**WHAT IS EXPECTED**
From the entries below, gather each line containing the word "point".

**GIVEN DATA**
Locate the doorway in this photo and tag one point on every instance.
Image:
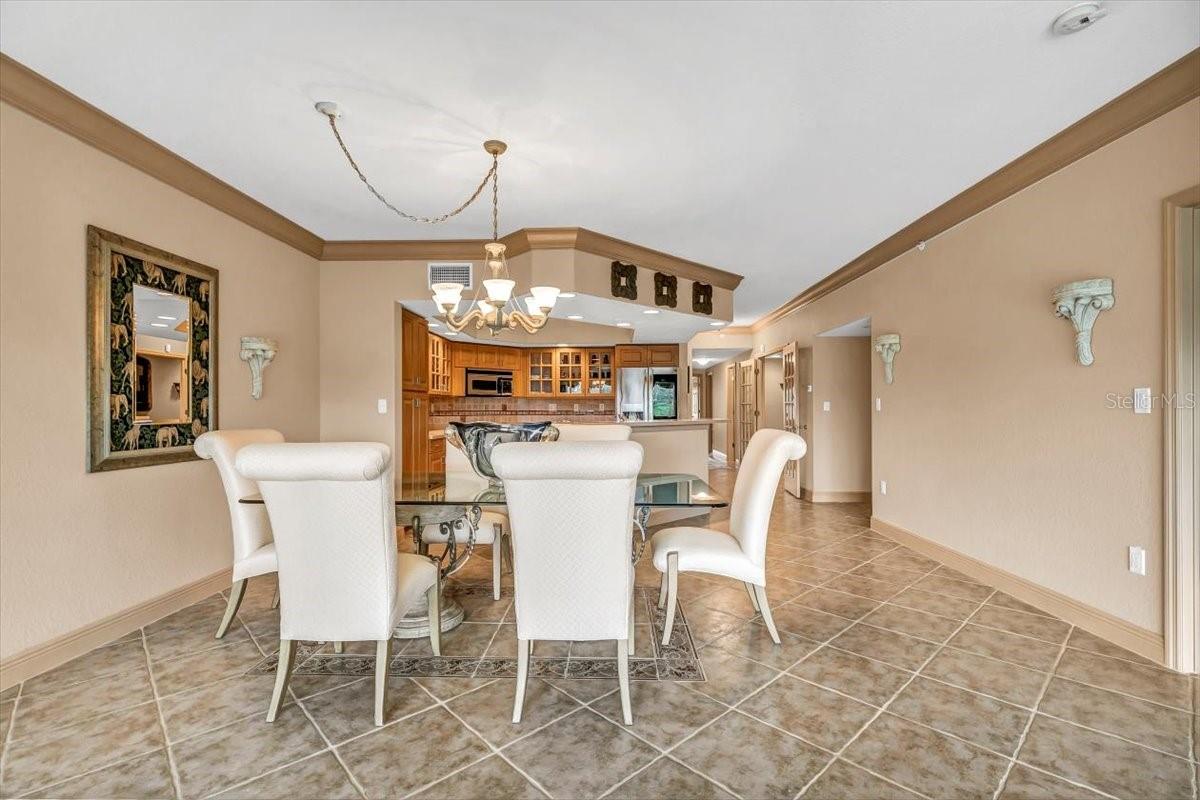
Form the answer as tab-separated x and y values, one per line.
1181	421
---
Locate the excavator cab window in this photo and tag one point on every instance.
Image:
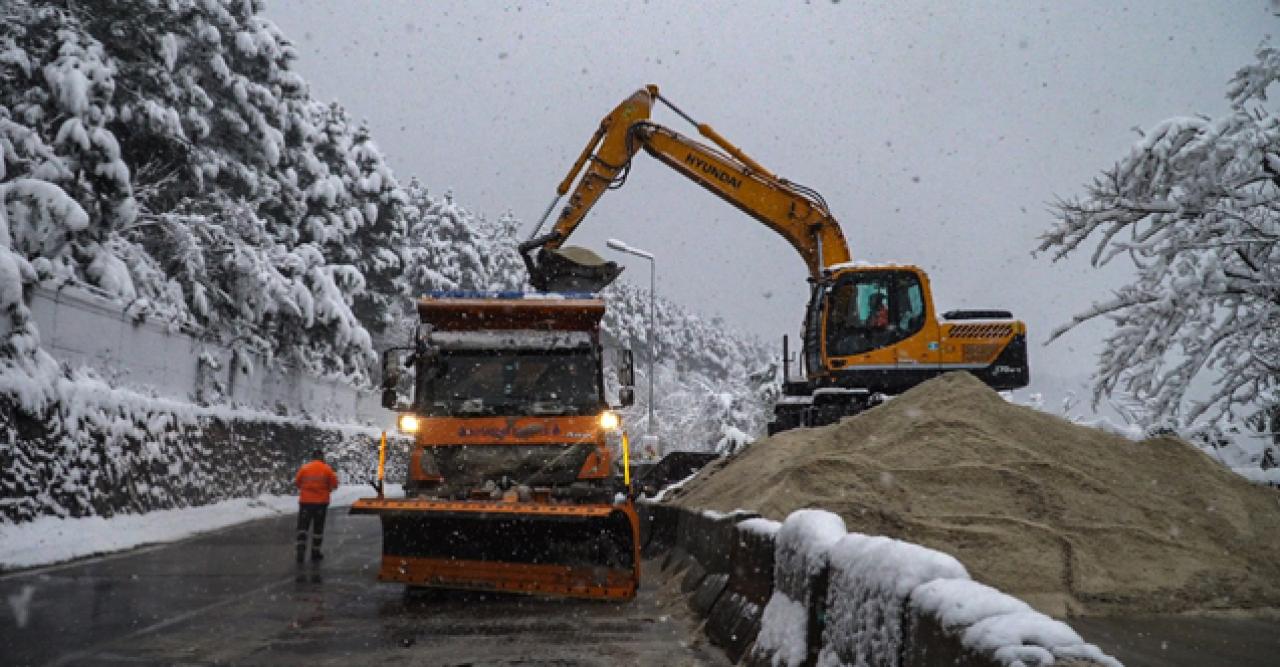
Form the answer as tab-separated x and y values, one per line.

**RESPONSE**
Locate the doorway in this photo and tag one point on every instance.
Locate the excavator cab window in this photo and tag one point on every instance.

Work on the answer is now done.